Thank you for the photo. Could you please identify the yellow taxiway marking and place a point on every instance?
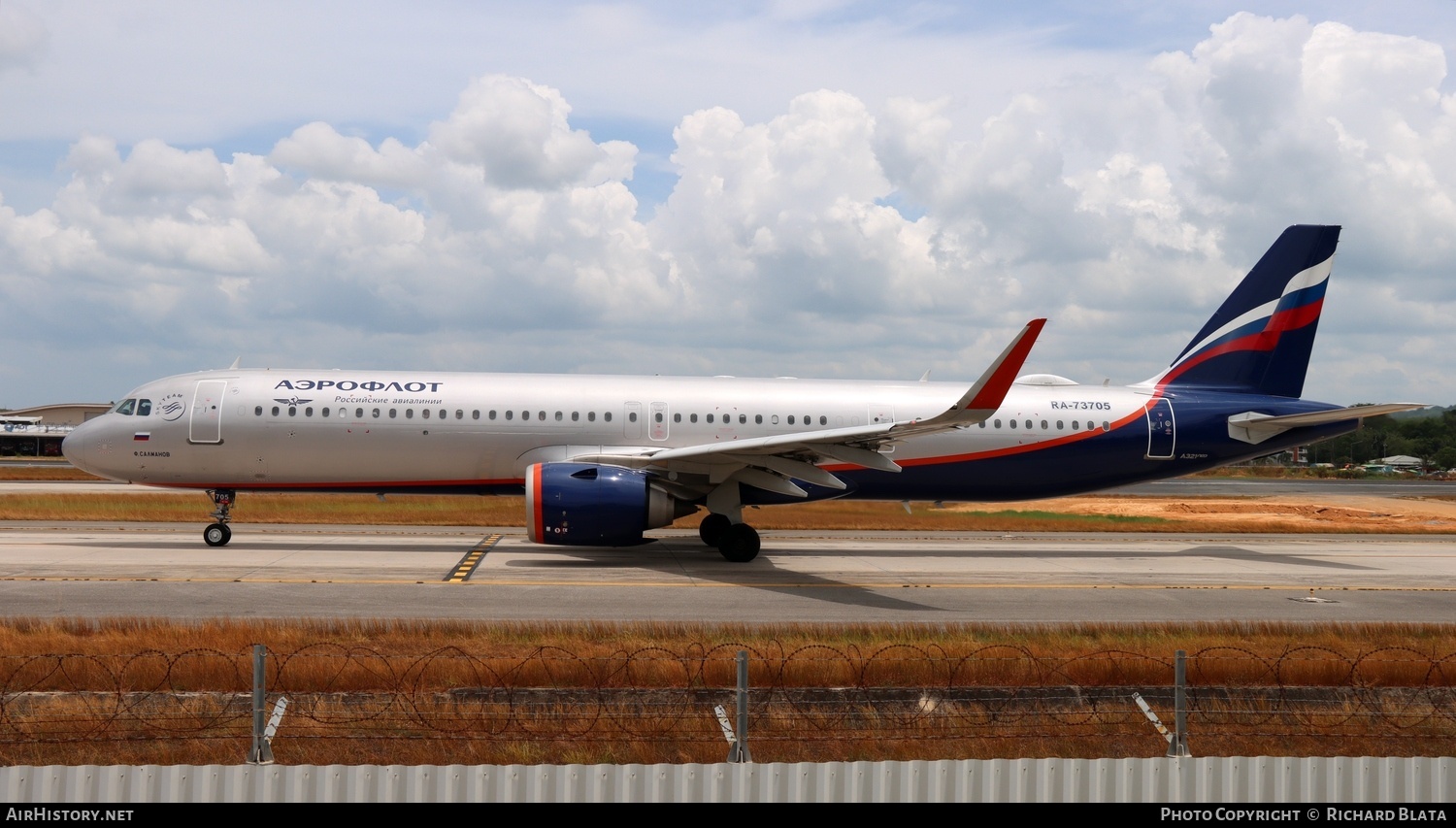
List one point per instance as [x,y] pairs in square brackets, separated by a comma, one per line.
[472,559]
[742,583]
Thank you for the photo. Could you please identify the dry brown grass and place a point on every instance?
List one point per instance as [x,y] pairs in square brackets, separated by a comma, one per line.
[387,691]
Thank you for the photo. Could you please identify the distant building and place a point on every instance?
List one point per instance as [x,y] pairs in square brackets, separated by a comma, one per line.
[1401,461]
[38,431]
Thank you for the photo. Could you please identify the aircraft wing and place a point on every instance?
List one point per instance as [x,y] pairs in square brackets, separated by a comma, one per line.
[766,461]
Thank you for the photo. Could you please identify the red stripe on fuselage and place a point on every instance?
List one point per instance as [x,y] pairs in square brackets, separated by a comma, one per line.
[364,486]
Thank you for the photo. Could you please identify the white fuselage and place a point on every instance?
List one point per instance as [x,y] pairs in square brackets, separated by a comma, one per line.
[383,429]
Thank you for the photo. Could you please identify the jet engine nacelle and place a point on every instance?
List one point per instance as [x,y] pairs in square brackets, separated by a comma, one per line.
[582,504]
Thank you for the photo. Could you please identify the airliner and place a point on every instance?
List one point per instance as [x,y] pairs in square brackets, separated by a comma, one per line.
[605,458]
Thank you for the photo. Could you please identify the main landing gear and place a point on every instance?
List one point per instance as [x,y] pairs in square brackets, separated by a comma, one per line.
[736,542]
[218,534]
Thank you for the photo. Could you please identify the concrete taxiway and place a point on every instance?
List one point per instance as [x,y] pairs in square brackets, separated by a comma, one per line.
[407,572]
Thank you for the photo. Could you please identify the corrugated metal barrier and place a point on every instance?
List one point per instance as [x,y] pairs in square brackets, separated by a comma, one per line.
[1196,780]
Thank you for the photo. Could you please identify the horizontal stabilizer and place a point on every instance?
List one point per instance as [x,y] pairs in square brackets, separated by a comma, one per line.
[1252,426]
[987,393]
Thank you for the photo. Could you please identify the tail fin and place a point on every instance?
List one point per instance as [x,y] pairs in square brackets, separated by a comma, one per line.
[1261,338]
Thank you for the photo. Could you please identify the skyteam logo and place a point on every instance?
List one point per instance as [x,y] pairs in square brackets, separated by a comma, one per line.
[171,407]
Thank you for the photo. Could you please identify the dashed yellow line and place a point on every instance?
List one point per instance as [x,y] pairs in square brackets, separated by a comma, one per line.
[472,559]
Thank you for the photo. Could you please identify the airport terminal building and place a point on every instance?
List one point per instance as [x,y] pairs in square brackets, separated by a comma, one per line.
[38,431]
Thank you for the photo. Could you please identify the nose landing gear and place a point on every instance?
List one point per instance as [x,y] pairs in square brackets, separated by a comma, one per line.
[218,533]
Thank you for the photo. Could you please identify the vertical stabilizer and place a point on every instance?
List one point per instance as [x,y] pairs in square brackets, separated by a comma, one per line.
[1261,338]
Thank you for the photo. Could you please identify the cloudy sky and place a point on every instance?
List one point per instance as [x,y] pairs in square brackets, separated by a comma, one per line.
[814,188]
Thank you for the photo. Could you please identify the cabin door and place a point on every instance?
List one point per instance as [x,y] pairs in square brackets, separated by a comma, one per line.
[1161,431]
[207,413]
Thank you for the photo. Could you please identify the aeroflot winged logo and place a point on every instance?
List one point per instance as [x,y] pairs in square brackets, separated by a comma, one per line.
[354,386]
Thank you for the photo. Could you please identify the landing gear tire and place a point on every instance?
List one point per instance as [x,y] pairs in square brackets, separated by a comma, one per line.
[217,534]
[739,543]
[712,528]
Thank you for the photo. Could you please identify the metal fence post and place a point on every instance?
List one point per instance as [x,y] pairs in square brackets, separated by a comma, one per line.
[739,752]
[1178,745]
[261,751]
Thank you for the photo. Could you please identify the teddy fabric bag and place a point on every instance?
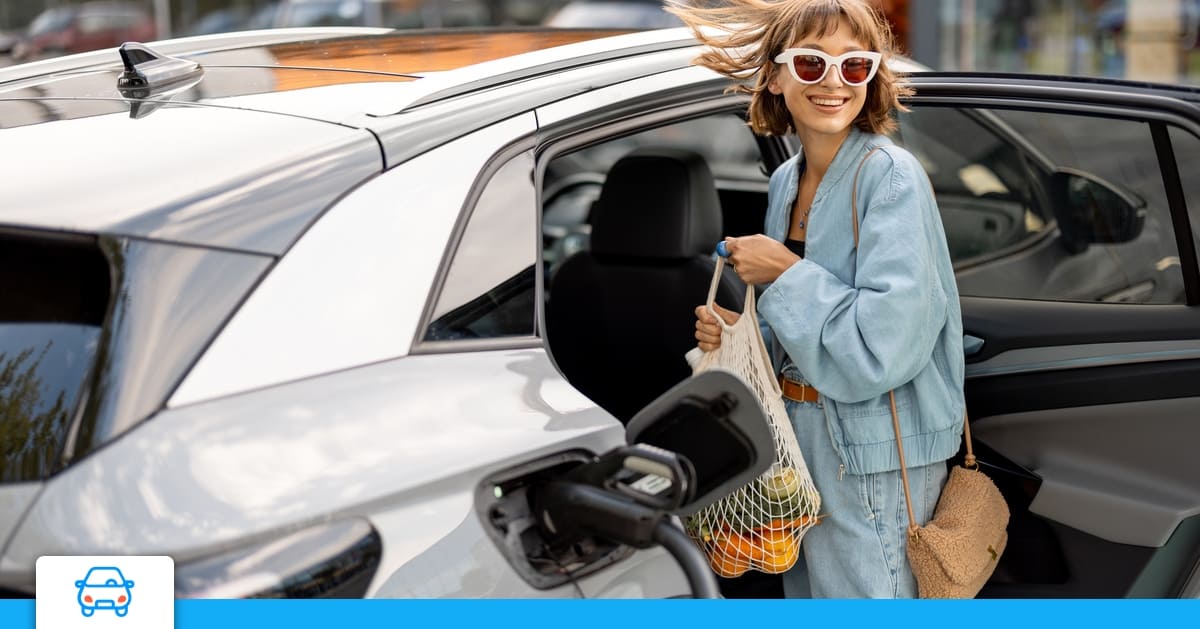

*****

■ **Directions**: Copy out every line of the listing above word for word, leaving out the pictures.

■ **Answer below**:
Thank you for the photo. Could you please identify the yellow taxiway marking and place a point on every instance?
List one point per instance as [x,y] pairs in square brackets, separated by a comma, one per line.
[472,559]
[742,583]
Thank you for the photo. Could you please identify the dry brown grass and place a point on every instance?
List one point per instance as [x,y] pairs in square brackets, separated by a comma, one per line.
[387,691]
Thank you for the photo. Could you please identify the distant building and place a point on every instance?
List one point per instance as [x,y] pairs in square brackets, separated by a comma, one per line.
[1401,461]
[38,431]
Thank you for the photo. Could you please identify the aircraft wing and place a point on every instance?
List one point per instance as [x,y] pairs in square brackets, separated by a comma, one per line.
[766,461]
Thank you for the photo. Could you please identify the red stripe on fuselage and place a point on every instance?
List one point per instance as [x,y] pairs in square brackets, separated by a comma, one per line.
[364,486]
Thank you for the photo. Could you please identify the white fuselage and place a point on every instance?
List one point per instance as [x,y] pairs in square brackets, separated by a comma, one per line.
[383,429]
Thank you for the photo. Could you please identify the jet engine nacelle and place a point on every instance?
List one point per instance as [x,y] pairs in square brackets, separated by a comma, one per line.
[582,504]
Thank you for the photo. Could you please identify the airliner and place a point on every instance?
List one point per instance as [x,y] pairs in square brackets, separated by a comma, one per line.
[605,458]
Thank you for the photo. Could you please identify the main landing gear and place a point on every instance?
List one point per instance as [x,y] pairs in square brackets, separated by a comma, one per line.
[736,542]
[218,534]
Thank you for the photo. Could you please identify the concrete taxiway and place a point on every instance?
List one point per instance as [x,y] pairs in square brackets, separated by a comma, one per line.
[407,572]
Thank you for the photo. Could you please identify the corrugated metal barrier and place a point on every instance?
List one point per instance as [x,y] pairs in square brackets, separated by a comma, one per line.
[1196,780]
Thank you for the photo. Could you please identify the horizontal stabilizer and place a point on every instance?
List one point per instance as [x,y] pairs in square brackets, separated by a comma, one per line.
[1252,426]
[987,393]
Thank you for the photo. Could you please identify the tail fin and place a point on every instance?
List one point per instance as [x,y] pairs in square brackets, separated by a comma, one per line.
[1261,338]
Thank you for the photo. Could you please identify the skyteam logo and place a point on every instance?
List one point per instance as [x,y] pairs in square brackets, separated by a comma, one per line.
[171,407]
Thank you for the photo. Could you please identify the dashed yellow line and place a point on every instance?
List one point per instance as [x,y] pairs in square brackets, separated by a comma, one per line.
[472,559]
Thank you for the photo. Could you please identify the airport terminal building and place a point on every instance?
List one point per instance as [x,y] pairs in square brackets, separated by a comma, one per line.
[38,431]
Thank you for the photo. Could you please identify the nose landing gear and place a point on every instance?
List one point per instance as [x,y] pairs in square brackets, separated by a comma, one per line.
[218,533]
Thank you for the photo. Could you please identify the vertical stabilizer and place a point on every instance?
List one point per instance as [x,y] pairs in square brackets, separated by a comma, one per line.
[1261,338]
Thank you for the photo. Could you please identify the cloudy sky and place a point on every instance?
List one point per instance as [x,y] pairs in square brackets, separated by a comma, one per line.
[814,188]
Thank you for the photo. Could you please identify the cabin door and place a point on every instance?
List one point per instance as [x,y] pairs in square brackets, separated by a comma, one per line.
[1161,431]
[207,413]
Thank you for the photo. Could you please identify the aeroflot winged logo and place a point on every instance?
List one point per instance as [x,y] pairs in square brackets, separated by a comma, one per line.
[354,386]
Thank you for the photo. Could you please identify the landing gear tire and place a point on every instance?
List one point per instance as [x,y] pairs in square brackets, separated by a comma, one per line.
[217,534]
[739,543]
[712,528]
Thank you for the photo. Could you please identify the metal fence post and place a point on every instance?
List one point per instance as [x,y] pairs in square brackets, separated by a comma, one per line.
[739,752]
[1178,745]
[261,751]
Thank you for the photo. Could you please identify the teddy fabric bag and place a point on every instance?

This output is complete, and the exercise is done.